• Zadanie:
Rozwiń dalej tekst o studni w Bisztynku, zaczynając zaraz po jego ostatnim zdaniu.

• Prezentowany tekst:
===============
O tajemniczej, ogromnej studni odkrytej przypadkiem w Bisztynku pisaliśmy kilka dni temu. Wczoraj (17 kwietnia) mieliśmy okazję zejść na jej dno po wypompowaniu z niej wody i sprawdzeniu przez strażaków, czy jest to bezpieczne. Skarbów niestety nie odkryliśmy.
O dość przypadkowym odkryciu ogromnej, tajemniczej studni pisaliśmy w ubiegłym tygodniu. >>> Wczoraj nadszedł czas, aby zbadać ją dokładniej. Dzięki uzgodnieniom z dysponentem działki, czyli Urzędem Miejskim w Bisztynku i dzięki strażackim ćwiczeniom udało się ją obejrzeć od środka.
Strażacy z Ochotniczej Straży Pożarnej w Bisztynku do wypompowywania wody ze studni przystąpili około godziny 15. Jej głębokość w studni mającej średnicę 5 metrów wynosiła 2,5 metra. Cała akcja trwała 2 godziny. Jak łatwo obliczyć studnia zawierała około 50 m3 wody. (Poj. walca=3,14 x (2,5m)do kwadratu x 2,5m=49 m3). Dodajmy, że wody przejrzystej, przez którą w świetle latarek widać było dno.
Odkrywca studni Marek Blank tuż przed wypompowaniem z niej wody sprawdził jej dno przy użyciu specjalnych magnesów neodymowych, ale chwyciły on jedynie mocno skorodowane fragmenty metalowych konstrukcji studni opadłe na dno.
===============
• Wykaz danych:
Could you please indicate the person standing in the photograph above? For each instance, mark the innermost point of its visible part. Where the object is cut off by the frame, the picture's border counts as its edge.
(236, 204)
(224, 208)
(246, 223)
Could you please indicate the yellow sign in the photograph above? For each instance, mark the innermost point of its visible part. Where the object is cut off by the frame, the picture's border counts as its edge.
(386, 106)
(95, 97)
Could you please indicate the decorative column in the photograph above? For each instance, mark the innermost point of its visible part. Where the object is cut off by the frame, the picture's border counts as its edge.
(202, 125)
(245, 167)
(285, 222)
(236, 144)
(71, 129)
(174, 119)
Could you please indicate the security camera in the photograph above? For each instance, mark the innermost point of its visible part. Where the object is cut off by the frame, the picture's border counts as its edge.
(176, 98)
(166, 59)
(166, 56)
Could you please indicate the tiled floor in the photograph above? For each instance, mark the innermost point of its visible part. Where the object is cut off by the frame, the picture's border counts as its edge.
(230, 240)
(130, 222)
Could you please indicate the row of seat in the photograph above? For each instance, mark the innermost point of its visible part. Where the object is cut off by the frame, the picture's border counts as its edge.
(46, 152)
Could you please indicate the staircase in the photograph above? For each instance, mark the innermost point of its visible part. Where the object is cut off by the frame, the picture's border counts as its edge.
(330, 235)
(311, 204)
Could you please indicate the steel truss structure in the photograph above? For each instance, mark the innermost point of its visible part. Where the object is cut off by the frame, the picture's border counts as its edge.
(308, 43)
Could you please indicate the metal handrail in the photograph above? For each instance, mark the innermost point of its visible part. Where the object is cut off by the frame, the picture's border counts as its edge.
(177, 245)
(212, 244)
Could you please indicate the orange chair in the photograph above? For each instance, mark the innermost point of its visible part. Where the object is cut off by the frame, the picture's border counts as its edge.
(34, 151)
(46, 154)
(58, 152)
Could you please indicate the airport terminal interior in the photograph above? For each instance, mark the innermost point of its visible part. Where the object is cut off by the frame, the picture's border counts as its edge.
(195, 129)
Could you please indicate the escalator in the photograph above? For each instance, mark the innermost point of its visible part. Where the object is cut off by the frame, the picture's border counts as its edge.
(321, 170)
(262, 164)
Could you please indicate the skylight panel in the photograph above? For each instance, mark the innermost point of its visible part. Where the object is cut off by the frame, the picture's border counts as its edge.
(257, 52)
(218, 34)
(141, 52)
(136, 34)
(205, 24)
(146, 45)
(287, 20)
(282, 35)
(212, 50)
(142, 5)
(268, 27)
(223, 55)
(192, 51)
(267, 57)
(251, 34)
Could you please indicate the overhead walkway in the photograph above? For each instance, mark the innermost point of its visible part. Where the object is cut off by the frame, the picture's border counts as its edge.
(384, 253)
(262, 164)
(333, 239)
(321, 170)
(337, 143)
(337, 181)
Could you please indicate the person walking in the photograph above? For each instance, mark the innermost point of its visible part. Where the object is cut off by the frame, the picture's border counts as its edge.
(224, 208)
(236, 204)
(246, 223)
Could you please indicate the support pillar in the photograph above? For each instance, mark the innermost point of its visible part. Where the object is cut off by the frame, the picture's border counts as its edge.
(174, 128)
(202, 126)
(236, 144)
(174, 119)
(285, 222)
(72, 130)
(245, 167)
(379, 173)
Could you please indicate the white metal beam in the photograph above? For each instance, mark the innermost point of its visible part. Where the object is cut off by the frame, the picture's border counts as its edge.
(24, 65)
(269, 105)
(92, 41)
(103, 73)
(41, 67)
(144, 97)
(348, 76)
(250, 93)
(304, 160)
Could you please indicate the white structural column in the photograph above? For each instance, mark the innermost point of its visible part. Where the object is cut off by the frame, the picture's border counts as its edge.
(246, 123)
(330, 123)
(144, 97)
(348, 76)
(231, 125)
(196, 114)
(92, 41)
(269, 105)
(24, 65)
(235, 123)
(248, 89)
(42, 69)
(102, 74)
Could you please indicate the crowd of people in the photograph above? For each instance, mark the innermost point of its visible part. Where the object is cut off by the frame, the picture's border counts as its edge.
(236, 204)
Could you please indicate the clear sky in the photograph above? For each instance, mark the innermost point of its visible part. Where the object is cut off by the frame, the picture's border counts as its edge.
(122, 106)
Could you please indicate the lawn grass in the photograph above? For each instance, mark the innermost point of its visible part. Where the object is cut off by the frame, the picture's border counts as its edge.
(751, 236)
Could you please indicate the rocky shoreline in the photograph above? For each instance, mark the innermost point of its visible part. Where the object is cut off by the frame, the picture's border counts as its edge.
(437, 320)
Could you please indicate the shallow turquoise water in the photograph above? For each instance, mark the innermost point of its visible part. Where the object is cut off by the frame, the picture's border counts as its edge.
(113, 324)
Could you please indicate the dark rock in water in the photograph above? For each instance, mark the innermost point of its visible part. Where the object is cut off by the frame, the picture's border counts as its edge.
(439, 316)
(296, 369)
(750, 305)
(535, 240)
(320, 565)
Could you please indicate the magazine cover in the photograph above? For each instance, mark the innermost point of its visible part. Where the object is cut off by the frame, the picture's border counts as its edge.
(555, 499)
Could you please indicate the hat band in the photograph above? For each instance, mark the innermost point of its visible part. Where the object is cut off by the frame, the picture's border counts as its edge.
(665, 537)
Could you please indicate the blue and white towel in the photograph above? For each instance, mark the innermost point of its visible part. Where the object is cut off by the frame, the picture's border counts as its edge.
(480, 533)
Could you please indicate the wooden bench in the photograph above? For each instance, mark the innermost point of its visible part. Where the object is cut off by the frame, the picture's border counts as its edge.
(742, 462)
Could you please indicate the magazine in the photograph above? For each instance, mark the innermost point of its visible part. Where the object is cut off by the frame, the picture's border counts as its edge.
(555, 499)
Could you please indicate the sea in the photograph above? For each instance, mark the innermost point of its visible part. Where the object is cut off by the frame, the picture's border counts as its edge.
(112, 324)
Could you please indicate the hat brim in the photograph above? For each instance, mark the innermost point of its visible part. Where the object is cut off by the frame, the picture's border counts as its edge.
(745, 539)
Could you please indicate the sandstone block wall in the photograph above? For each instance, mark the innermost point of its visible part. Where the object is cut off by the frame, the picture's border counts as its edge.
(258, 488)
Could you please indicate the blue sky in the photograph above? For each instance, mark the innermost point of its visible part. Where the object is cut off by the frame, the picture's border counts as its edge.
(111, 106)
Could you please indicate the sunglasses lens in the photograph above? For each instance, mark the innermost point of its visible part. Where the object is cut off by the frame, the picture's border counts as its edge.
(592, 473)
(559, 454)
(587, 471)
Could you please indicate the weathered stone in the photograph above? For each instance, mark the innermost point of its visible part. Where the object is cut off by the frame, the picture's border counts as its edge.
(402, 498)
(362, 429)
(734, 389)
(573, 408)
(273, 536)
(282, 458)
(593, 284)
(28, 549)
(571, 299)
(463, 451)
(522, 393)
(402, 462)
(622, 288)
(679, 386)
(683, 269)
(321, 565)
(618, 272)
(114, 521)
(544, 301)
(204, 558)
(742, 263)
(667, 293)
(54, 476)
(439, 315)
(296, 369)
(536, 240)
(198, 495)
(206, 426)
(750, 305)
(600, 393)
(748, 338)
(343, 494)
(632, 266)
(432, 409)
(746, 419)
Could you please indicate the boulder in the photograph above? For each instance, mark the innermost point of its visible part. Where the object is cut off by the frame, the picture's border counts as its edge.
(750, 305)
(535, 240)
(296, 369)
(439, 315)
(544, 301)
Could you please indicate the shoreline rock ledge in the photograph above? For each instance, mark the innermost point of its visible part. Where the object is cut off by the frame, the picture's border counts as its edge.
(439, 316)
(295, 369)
===============
• Wynik ćwiczenia:
Po wypompowaniu wody do poziomu, w którym dalsze jego obniżanie byłoby już niebezpieczne dla samej pompy, do wnętrza po drabinach wszedł strażak w aparacie oddechowym i specjalnym czujnikiem zmierzył poziom gazów niebezpiecznych dla życia. Takich gazów nie było. Można więc było bezpiecznie wejść do środka. Zdecydował się na to niżej podpisany.
Okazało się, że dno studni nie jest pokryte mułem. W środku jest położone o jakieś 20 cm. wyżej niż przy cembrowinie i ułożone z łatwo dających się przemieścić kamieni.
Do studni wciąż napływała woda i jej poziom przyrastał o około 20 cm w ciągu zaledwie 5 minut. W trakcie pobytu na dnie od poziomu "do kolan" podniósł się do poziomu "do połowy ud".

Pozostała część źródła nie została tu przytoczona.